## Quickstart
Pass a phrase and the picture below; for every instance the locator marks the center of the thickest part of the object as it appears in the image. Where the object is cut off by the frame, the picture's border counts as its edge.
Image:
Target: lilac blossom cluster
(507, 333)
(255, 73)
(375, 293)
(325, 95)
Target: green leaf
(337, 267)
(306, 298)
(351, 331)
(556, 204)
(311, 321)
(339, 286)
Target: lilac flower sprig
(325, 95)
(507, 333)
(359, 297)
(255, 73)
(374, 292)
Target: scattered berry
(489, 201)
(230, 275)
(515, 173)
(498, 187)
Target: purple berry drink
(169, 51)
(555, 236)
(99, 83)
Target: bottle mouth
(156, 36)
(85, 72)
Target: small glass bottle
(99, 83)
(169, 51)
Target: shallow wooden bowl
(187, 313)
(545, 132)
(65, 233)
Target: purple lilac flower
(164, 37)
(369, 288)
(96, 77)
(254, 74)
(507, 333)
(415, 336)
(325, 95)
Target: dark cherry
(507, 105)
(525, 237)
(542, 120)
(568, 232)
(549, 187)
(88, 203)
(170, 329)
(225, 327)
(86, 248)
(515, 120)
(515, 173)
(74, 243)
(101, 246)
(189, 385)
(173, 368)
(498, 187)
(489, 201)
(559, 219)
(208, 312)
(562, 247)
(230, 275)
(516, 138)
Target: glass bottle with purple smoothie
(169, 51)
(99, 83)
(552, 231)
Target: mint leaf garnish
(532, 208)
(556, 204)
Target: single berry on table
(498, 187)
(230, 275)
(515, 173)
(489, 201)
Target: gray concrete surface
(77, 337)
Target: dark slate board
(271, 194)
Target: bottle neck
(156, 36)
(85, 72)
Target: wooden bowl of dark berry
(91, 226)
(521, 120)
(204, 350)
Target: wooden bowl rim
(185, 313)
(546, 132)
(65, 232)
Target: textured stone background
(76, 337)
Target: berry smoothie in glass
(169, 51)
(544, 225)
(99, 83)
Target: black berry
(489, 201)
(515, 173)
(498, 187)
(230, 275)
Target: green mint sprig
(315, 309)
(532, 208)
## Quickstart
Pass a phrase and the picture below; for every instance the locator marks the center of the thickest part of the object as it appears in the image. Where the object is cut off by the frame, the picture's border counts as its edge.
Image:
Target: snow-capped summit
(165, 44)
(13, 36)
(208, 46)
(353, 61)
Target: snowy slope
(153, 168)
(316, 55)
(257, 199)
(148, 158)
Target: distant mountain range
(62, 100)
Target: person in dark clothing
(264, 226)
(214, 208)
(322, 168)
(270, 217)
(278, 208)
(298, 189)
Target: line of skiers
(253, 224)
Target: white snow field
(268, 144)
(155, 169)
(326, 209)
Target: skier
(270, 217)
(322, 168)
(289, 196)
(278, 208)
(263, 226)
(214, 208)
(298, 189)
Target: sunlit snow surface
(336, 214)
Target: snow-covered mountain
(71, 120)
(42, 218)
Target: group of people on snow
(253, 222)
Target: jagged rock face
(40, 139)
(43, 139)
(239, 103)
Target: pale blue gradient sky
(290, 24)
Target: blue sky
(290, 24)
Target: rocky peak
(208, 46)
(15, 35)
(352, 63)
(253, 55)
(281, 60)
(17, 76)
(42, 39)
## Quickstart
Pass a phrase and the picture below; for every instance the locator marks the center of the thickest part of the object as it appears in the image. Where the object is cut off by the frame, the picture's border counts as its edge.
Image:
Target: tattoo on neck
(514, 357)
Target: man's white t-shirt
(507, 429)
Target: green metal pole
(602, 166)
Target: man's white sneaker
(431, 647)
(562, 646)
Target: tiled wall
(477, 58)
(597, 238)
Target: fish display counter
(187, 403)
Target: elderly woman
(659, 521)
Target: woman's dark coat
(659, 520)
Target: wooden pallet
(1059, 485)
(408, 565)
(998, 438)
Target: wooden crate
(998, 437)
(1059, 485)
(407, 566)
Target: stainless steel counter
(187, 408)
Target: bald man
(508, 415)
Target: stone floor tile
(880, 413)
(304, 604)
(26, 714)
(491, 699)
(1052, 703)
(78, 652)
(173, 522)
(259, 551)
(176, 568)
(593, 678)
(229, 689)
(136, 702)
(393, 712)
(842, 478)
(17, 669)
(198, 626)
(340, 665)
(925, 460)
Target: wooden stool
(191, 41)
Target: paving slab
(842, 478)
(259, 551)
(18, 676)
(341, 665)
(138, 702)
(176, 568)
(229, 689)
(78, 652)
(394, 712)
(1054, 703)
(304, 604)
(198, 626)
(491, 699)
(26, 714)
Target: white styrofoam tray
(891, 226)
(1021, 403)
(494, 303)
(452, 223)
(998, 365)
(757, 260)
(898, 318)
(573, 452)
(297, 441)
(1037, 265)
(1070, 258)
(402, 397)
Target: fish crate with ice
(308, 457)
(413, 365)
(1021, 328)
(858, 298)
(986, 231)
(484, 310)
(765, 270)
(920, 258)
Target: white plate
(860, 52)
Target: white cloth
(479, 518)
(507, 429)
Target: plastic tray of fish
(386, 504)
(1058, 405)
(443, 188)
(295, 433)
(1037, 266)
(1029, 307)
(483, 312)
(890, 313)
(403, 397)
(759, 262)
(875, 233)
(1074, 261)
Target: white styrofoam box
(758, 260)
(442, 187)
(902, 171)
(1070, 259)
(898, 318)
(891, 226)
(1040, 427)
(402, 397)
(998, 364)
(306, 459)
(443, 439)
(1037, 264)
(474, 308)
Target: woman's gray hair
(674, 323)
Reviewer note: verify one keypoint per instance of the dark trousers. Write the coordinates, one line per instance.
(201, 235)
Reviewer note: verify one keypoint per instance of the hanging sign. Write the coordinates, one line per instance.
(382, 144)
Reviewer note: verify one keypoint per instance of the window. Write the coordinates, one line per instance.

EXERCISE AIM: Reproduce the listing above word for word, from its first line to its last.

WRITTEN RESPONSE:
## Quickstart
Pass a phrase and the picture below; for every instance the locator marks the center of the thickest part of the object as it appears in the image. Where the object is cut off by the frame, the picture's border counts as its edge.
Image:
Target: lilac blossom cluster
(507, 333)
(255, 73)
(375, 293)
(325, 95)
Target: green leaf
(337, 267)
(306, 298)
(351, 331)
(556, 204)
(311, 321)
(339, 286)
Target: lilac flower sprig
(325, 95)
(507, 333)
(359, 297)
(255, 73)
(374, 292)
Target: scattered berry
(489, 201)
(230, 275)
(515, 173)
(498, 187)
Target: purple berry drink
(169, 51)
(555, 236)
(99, 83)
Target: bottle mouth
(156, 36)
(85, 72)
Target: small glass bottle
(99, 83)
(169, 51)
Target: shallow wooden bowl
(187, 313)
(545, 132)
(65, 233)
Target: purple lilac flower
(164, 37)
(369, 288)
(96, 77)
(254, 74)
(507, 333)
(415, 336)
(325, 95)
Target: dark cherry
(507, 105)
(525, 237)
(542, 120)
(568, 232)
(549, 187)
(88, 203)
(170, 329)
(225, 327)
(86, 248)
(515, 120)
(515, 173)
(74, 243)
(101, 246)
(189, 385)
(173, 368)
(498, 187)
(489, 201)
(559, 219)
(208, 312)
(562, 247)
(230, 275)
(516, 138)
Target: glass bottle with purple smoothie
(169, 51)
(99, 83)
(552, 231)
Target: mint leaf garnish
(532, 208)
(556, 204)
Target: single berry on table
(498, 187)
(230, 275)
(515, 173)
(489, 201)
Target: gray concrete surface
(77, 337)
Target: dark slate board
(271, 194)
Target: bottle neck
(156, 36)
(85, 72)
Target: wooden bowl of dark berry
(91, 226)
(521, 120)
(204, 350)
Target: wooden bowl rim
(185, 313)
(546, 132)
(65, 232)
Target: textured stone background
(76, 337)
Target: berry smoothie in glass
(169, 51)
(544, 225)
(99, 83)
Target: black berry
(489, 201)
(515, 173)
(498, 187)
(230, 275)
Target: green mint sprig
(315, 309)
(532, 208)
## Quickstart
Pass a phrase and the picture below; for every instance the locator marks the center of the thickest part of the object as it appears in the image. Where the object is cut off by the frame, the picture's border counts as its edge.
Image:
Target: snow-capped summit
(165, 44)
(13, 36)
(208, 46)
(353, 61)
Target: snowy slope
(153, 168)
(316, 55)
(257, 199)
(148, 158)
Target: distant mountain range
(62, 100)
Target: person in dark clothing
(264, 226)
(214, 208)
(322, 168)
(270, 217)
(278, 208)
(298, 189)
Target: line of skiers
(253, 224)
Target: white snow field
(268, 144)
(155, 169)
(326, 209)
Target: skier
(270, 217)
(322, 168)
(289, 196)
(278, 208)
(263, 226)
(214, 208)
(298, 189)
Target: sunlit snow surface
(336, 214)
Target: snow-covered mountain
(71, 120)
(42, 218)
Target: group of people on snow
(253, 222)
Target: jagged rock face
(40, 139)
(43, 139)
(239, 103)
Target: pale blue gradient sky
(290, 24)
Target: blue sky
(290, 24)
Target: rocky peak
(208, 46)
(15, 35)
(352, 63)
(253, 55)
(281, 60)
(17, 76)
(42, 39)
## Quickstart
Pass a phrase and the picture below; for every instance the locator marks the center of the thickest part of the object as it appears in the image. Where the object is cut off by the frame, the picture's border counts as its edge.
Image:
Target: tattoo on neck
(514, 357)
Target: man's white t-shirt
(507, 429)
Target: green metal pole
(602, 166)
Target: man's white sneaker
(431, 647)
(562, 646)
Target: tiled wall
(477, 58)
(597, 238)
Target: fish display counter
(187, 403)
Target: elderly woman
(659, 521)
Target: woman's dark coat
(659, 520)
Target: wooden pallet
(1059, 485)
(408, 565)
(998, 438)
Target: wooden crate
(998, 437)
(1059, 485)
(407, 566)
Target: stainless steel counter
(187, 408)
Target: bald man
(508, 415)
Target: stone floor tile
(880, 413)
(304, 604)
(26, 714)
(491, 699)
(1052, 703)
(78, 652)
(173, 522)
(259, 551)
(176, 568)
(593, 678)
(229, 689)
(136, 702)
(393, 712)
(842, 478)
(17, 669)
(198, 626)
(340, 665)
(925, 460)
Target: wooden stool
(191, 41)
Target: paving slab
(842, 478)
(259, 551)
(18, 676)
(341, 665)
(138, 702)
(176, 568)
(229, 689)
(78, 652)
(394, 712)
(1054, 703)
(304, 604)
(198, 626)
(491, 699)
(26, 714)
Target: white styrofoam tray
(891, 226)
(1021, 403)
(494, 303)
(452, 223)
(998, 365)
(757, 260)
(898, 318)
(573, 452)
(297, 441)
(1037, 265)
(1070, 258)
(402, 397)
Target: fish crate with ice
(308, 457)
(413, 365)
(1021, 328)
(858, 298)
(986, 231)
(484, 310)
(765, 270)
(920, 258)
Target: white plate
(860, 52)
Target: white cloth
(479, 518)
(507, 429)
Target: plastic tray of fish
(386, 504)
(1058, 405)
(443, 188)
(295, 433)
(1037, 266)
(1029, 307)
(483, 312)
(890, 313)
(403, 397)
(759, 262)
(875, 233)
(1074, 261)
Target: white styrofoam box
(758, 260)
(442, 187)
(902, 171)
(1070, 259)
(898, 318)
(891, 226)
(1040, 427)
(402, 397)
(998, 364)
(306, 459)
(443, 439)
(1037, 264)
(474, 308)
Target: woman's gray hair
(674, 323)
Reviewer note: verify one keypoint per instance of the dark trousers. Write the coordinates, one line per instance.
(201, 235)
Reviewer note: verify one keypoint per instance of the hanging sign. Write the coordinates, one line per instance.
(382, 144)
Reviewer note: verify one keypoint per instance of the window. Write the coordinates, one line per instance.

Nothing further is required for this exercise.